Repeat the data below with no changes.

[RECORD EXCERPTS]

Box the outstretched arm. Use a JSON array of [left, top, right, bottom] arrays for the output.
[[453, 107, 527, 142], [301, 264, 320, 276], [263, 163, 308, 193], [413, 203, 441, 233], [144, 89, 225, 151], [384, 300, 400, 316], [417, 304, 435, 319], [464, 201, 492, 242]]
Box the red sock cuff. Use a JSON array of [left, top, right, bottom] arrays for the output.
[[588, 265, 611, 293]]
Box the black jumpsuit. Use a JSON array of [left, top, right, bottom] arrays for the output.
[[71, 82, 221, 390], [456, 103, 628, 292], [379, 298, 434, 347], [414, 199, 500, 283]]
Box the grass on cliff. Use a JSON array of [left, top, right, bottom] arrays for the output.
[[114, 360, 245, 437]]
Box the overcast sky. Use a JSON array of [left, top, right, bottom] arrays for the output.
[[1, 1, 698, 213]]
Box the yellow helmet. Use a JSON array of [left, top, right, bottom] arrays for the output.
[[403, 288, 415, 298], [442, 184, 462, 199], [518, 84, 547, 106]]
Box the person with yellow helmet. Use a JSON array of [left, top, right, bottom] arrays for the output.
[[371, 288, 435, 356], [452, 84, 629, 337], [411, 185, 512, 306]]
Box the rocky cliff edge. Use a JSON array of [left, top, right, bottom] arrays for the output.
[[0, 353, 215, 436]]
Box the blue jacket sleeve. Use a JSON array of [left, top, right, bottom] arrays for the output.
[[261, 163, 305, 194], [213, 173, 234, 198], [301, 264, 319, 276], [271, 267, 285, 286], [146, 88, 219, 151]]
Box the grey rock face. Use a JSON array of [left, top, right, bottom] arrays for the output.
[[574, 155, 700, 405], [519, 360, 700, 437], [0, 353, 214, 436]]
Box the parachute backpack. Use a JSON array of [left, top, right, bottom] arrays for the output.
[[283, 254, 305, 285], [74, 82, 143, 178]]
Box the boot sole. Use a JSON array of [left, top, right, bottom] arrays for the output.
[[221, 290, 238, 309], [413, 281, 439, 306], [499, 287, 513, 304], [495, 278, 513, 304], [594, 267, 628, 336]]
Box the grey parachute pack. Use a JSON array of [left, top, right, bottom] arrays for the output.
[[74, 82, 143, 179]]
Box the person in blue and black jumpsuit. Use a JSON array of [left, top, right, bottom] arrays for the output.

[/RECORD EXCERPTS]

> [WRITTEN RESPONSE]:
Box the outstretched arm. Use a JSON array of [left, top, right, bottom] arrays for the output.
[[453, 107, 527, 142], [301, 264, 320, 276], [263, 163, 308, 193], [413, 203, 441, 233], [144, 89, 225, 151], [384, 300, 400, 316], [417, 304, 435, 319], [464, 201, 492, 242]]
Box the red sock cuff. Use a JSON array of [left, top, right, bottom] arrays for the output.
[[588, 265, 611, 293]]
Box the black jumpsuit. Use a JSON array of [left, top, right, bottom] arrays for the output.
[[71, 82, 221, 390], [456, 103, 628, 292], [379, 298, 434, 347], [414, 199, 500, 283]]
Box the grass on cliff. Use a JSON array of [left, top, right, bottom] arrays for the output.
[[114, 360, 245, 437]]
Box the overcast sky. Use a JSON array of [left, top, right, bottom] arrays for the output.
[[1, 1, 698, 213]]
Box the yellow helmet. Use a JSON array of [left, top, right, bottom] arrays for the output.
[[403, 288, 415, 298], [442, 184, 462, 199], [518, 84, 547, 106]]
Box the person with yellow helmet. Use a JSON array of [left, top, right, bottom] arrays for the output.
[[371, 288, 435, 356], [452, 84, 629, 337], [411, 185, 512, 306]]
Box the rocky cliff edge. Use a JSON array of [left, top, right, bottom] arrays for the output.
[[0, 353, 215, 436]]
Box the blue jacket sleeve. Use a JSON array of [left, top, right, bottom] arrays for the output.
[[261, 163, 305, 194], [213, 173, 234, 198], [301, 264, 319, 276], [271, 267, 285, 286], [146, 88, 219, 151]]
Box the grey rock face. Use a JSON array of [left, top, right, bottom] arrays for the output.
[[574, 155, 700, 405], [519, 360, 700, 437], [0, 353, 214, 436]]
Box the parachute backpack. Use a JSON array of [left, top, right, bottom] arrays for the output.
[[283, 254, 305, 285], [74, 82, 143, 178]]
Box the boot sole. Use a JSON array of [left, top, right, bottom] arrays for the output.
[[221, 290, 238, 309], [413, 281, 439, 306], [499, 287, 513, 304], [495, 278, 513, 304], [594, 267, 628, 336]]
Box the grey parachute pack. Use a JSON array of [left, top, right, bottom] arrays for the output.
[[74, 82, 143, 179]]
Box the person in blue and black jumpsuit. Use a JSON array of [left, top, right, bottom] arrays for the output.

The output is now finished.